**Activity**
Would you return the entries below word for word?

Free-text object descriptions
☆ ☆ ☆ ☆ ☆ ☆ ☆

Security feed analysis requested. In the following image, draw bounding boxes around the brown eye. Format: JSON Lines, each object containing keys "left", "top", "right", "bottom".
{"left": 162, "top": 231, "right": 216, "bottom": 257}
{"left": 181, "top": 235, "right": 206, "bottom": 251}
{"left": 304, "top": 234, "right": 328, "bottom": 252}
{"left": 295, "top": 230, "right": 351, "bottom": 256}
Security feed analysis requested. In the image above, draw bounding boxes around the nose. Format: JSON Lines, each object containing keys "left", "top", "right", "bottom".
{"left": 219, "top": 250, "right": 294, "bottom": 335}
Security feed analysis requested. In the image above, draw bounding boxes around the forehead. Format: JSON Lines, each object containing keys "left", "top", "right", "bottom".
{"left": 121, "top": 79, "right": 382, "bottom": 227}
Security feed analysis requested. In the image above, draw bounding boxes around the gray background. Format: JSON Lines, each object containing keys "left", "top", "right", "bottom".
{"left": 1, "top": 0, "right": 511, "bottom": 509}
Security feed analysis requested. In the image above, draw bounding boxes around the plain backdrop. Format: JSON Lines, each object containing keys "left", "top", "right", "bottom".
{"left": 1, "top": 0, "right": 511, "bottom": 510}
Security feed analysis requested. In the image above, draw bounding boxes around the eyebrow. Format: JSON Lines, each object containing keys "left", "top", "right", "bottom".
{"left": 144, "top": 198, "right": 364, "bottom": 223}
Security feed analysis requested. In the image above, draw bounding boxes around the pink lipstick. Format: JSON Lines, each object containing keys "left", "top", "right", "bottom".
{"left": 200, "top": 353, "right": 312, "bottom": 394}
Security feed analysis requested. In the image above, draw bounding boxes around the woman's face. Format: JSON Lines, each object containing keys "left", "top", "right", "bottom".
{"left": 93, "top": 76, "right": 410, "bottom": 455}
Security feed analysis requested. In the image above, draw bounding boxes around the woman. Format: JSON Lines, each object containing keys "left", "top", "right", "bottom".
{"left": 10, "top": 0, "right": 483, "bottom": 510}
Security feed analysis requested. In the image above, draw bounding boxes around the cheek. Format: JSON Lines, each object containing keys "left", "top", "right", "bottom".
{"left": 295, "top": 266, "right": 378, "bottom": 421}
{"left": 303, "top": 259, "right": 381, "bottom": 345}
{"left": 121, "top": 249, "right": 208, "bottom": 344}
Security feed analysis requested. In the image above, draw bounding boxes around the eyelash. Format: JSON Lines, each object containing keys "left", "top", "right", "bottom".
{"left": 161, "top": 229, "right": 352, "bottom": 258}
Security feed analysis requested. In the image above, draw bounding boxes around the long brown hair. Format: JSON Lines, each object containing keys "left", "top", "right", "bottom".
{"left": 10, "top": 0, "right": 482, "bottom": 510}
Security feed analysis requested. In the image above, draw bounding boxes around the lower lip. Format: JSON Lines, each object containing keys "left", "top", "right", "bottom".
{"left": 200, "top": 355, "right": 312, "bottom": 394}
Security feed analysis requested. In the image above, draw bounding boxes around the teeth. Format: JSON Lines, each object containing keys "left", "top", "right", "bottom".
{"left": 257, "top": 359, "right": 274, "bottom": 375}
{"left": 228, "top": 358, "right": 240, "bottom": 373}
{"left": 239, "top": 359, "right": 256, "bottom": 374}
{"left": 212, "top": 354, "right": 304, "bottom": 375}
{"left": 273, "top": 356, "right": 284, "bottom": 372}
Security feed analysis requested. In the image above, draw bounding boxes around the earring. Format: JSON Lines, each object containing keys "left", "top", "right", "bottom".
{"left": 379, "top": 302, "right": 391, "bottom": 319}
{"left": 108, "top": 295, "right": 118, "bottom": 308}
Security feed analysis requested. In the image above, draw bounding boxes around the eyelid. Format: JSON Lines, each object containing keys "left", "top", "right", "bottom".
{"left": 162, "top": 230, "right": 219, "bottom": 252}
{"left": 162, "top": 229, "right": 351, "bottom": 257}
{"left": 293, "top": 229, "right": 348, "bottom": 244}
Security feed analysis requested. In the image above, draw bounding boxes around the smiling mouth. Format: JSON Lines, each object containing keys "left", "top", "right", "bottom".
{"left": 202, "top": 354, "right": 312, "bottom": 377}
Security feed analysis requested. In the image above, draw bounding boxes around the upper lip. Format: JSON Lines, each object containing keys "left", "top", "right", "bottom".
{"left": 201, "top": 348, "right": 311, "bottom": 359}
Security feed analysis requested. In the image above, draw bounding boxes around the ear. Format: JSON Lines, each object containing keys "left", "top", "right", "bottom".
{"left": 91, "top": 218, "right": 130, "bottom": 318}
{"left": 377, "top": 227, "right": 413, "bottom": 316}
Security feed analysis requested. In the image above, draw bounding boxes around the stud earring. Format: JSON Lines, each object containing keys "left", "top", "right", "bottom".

☆ ☆ ☆ ☆ ☆ ☆ ☆

**Finished exercise**
Security feed analysis requested. In the following image, draw bounding boxes around the brown eye. Format: JSON Lines, each object containing keys "left", "top", "right", "bottom".
{"left": 162, "top": 231, "right": 216, "bottom": 257}
{"left": 181, "top": 235, "right": 206, "bottom": 251}
{"left": 304, "top": 234, "right": 328, "bottom": 252}
{"left": 295, "top": 230, "right": 351, "bottom": 256}
Security feed analysis requested. In the image above, draw bounding boxes around the nose. Format: JSON Lines, each object containing keys "left", "top", "right", "bottom".
{"left": 219, "top": 250, "right": 294, "bottom": 335}
Security feed analysis requested. In the image above, draw bounding boxes around the forehead. Format: JSON Lines, each object containing keys "left", "top", "right", "bottom".
{"left": 121, "top": 79, "right": 382, "bottom": 227}
Security feed analysis requested. In the image above, draw bounding boxes around the gray background. Format: JSON Lines, each object containing keys "left", "top", "right", "bottom".
{"left": 1, "top": 0, "right": 511, "bottom": 509}
Security feed analysis requested. In the image above, draw bounding boxes around the plain backdrop. Format: JSON Lines, each object containing keys "left", "top", "right", "bottom".
{"left": 1, "top": 0, "right": 511, "bottom": 510}
Security feed analysis requested. In the image above, draw bounding boxes around the eyebrow. Format: JSON Lines, each object containing keys "left", "top", "right", "bottom".
{"left": 144, "top": 198, "right": 364, "bottom": 223}
Security feed analysis requested. In the image above, draw bounding boxes around the pink lipstick. Format: JSON Lines, each object containing keys "left", "top", "right", "bottom".
{"left": 200, "top": 353, "right": 312, "bottom": 394}
Security feed analysis requested. In the image above, draw bounding boxes around the woman's face. Format: JSON Lines, each object containing keys "left", "top", "right", "bottom".
{"left": 93, "top": 76, "right": 410, "bottom": 455}
Security feed analysis requested. In the image above, draw bounding boxes around the woman. Format: JSON Lines, each object containing keys "left", "top", "right", "bottom".
{"left": 10, "top": 0, "right": 483, "bottom": 510}
Security feed analysis requested. In the image above, draw bounding boxes around the cheek. Format: JSON Lines, each object containing keys "left", "top", "right", "bottom".
{"left": 295, "top": 266, "right": 378, "bottom": 421}
{"left": 303, "top": 259, "right": 381, "bottom": 345}
{"left": 121, "top": 249, "right": 208, "bottom": 344}
Security feed analysis requested. In the image above, draw bounding boxes around the eyelash. Format: JSON Lines, each object containing keys "left", "top", "right", "bottom".
{"left": 161, "top": 229, "right": 352, "bottom": 258}
Security feed analysis requested. In the image above, draw bounding boxes around the long brown hair. Format: JSON Lines, each object containing keys "left", "top", "right", "bottom".
{"left": 10, "top": 0, "right": 482, "bottom": 510}
Security feed analysis requested. In the image above, draw bounding boxes around the lower lip. Format: JSON Lines, each object containing keys "left", "top", "right", "bottom".
{"left": 200, "top": 355, "right": 312, "bottom": 394}
Security feed analysis requested. In the image above, draw bounding boxes around the teeth. Format: JSON Lines, each object containing keys "left", "top", "right", "bottom".
{"left": 257, "top": 359, "right": 274, "bottom": 375}
{"left": 228, "top": 358, "right": 240, "bottom": 373}
{"left": 239, "top": 359, "right": 256, "bottom": 374}
{"left": 212, "top": 354, "right": 304, "bottom": 375}
{"left": 273, "top": 356, "right": 284, "bottom": 372}
Security feed analysis requested. In the image above, draw bounding boxes around the earring. Format: JSON Lines, each object containing keys "left", "top", "right", "bottom".
{"left": 379, "top": 302, "right": 391, "bottom": 319}
{"left": 108, "top": 295, "right": 118, "bottom": 308}
Security feed analysis requested. In the image above, draw bounding boxes around the eyelid. Format: JSON Lines, each object containing keys "left", "top", "right", "bottom".
{"left": 162, "top": 230, "right": 219, "bottom": 252}
{"left": 162, "top": 229, "right": 351, "bottom": 257}
{"left": 293, "top": 229, "right": 348, "bottom": 244}
Security feed analysis requested. In the image above, draw bounding boxes around the smiling mouth. Format: JSON Lines, each object containing keys "left", "top", "right", "bottom".
{"left": 202, "top": 354, "right": 312, "bottom": 377}
Security feed analysis requested. In the image above, draw bounding boxes around the upper lip. Format: JSON Lines, each object containing keys "left", "top", "right", "bottom".
{"left": 201, "top": 348, "right": 311, "bottom": 359}
Security feed analysis requested. In the image above, draw bounding boxes around the ear. Format: JSON Lines, each object containing keys "left", "top", "right", "bottom".
{"left": 91, "top": 218, "right": 130, "bottom": 318}
{"left": 377, "top": 227, "right": 413, "bottom": 316}
Security feed analysis requested. In the image above, draw bounding boxes around the stud earring. Format: JSON Lines, each object containing keys "left", "top", "right", "bottom".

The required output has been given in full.